Смекни!
smekni.com

Творчество живописцев 60-80-х годов ХХ века (стр. 8 из 9)

Фигуры Табенкина, Кантора, Сундукова, которые привлекли серьезное зрительское внимание еще на XV молодежной, оказа­лись по-своему символичными для ситуации, переживаемой нашей культурой в 1985—1987 годах. Их первые выступления отме­чались с большой настороженностью. Это были молодые худож­ники, и у каждого имелись проблемы, свойственные поре ста­новления. Проблемы силы и чистоты выражения внутренних устремлений автора в образах живописи. Устроителей выставок, часть критики и публики смущала не мера достоинств и недо­статков, с какой воплощались их замыслы, а самый характер мироотношения этих художников. Их, если угодно, жизненная философия.

Сейчас оставим в стороне тот момент, что первые два — живописцы-пластики, а третий преимущественно повество­ватель, который идет от графической фиксации своих наблюде­ний. У всех троих налицо подчеркнуто бескомпромиссное отно­шение к окружающему. Косвенно или прямосюжетно-изобразительно, они затрагивают самые больные вопросы жизни. Их об­разы полны тревоги за то, что происходит с людьми. Степень этой тревоги, этой непримиримости заметно превосходит средний уровень морального самосознания, выражавшийся искусством первой половины 80-х годов. И были силы, квалифицировавшие тревожную совесть художников негативно. Упреки, выдвигаемые в подобных случаях, хорошо известны: искусство обвиняют в очернительском отношении к жизни. Но страстное социально-этическое начало, присущее молодым, было по-своему законо­мерным феноменом атмосферы общественного застоя 70— 80-х годов — закономерной формой ее неприятия, противостоя­ния ей со стороны честной и мыслящей личности. Такая позиция глубоко отвечает жажде социального очищения, во всеуслыша­ние заявившей о себе после XXVII съезда партии. На переломном этапе истории гражданская и нравственная непримиримость мо­лодых оказывается действенным орудием созидательной работы нашей культуры.

*Условие задания:*
Чьи фигуры, согласно тексту о живописцах 60–80-х годов, привлекли серьезное зрительское внимание еще на XV молодежной? Строки с текстом никак не связаны.

*Исходные данные:*
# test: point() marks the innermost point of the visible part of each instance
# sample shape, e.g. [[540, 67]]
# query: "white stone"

*Полный ответ:*
Табенкина, Кантора и Сундукова.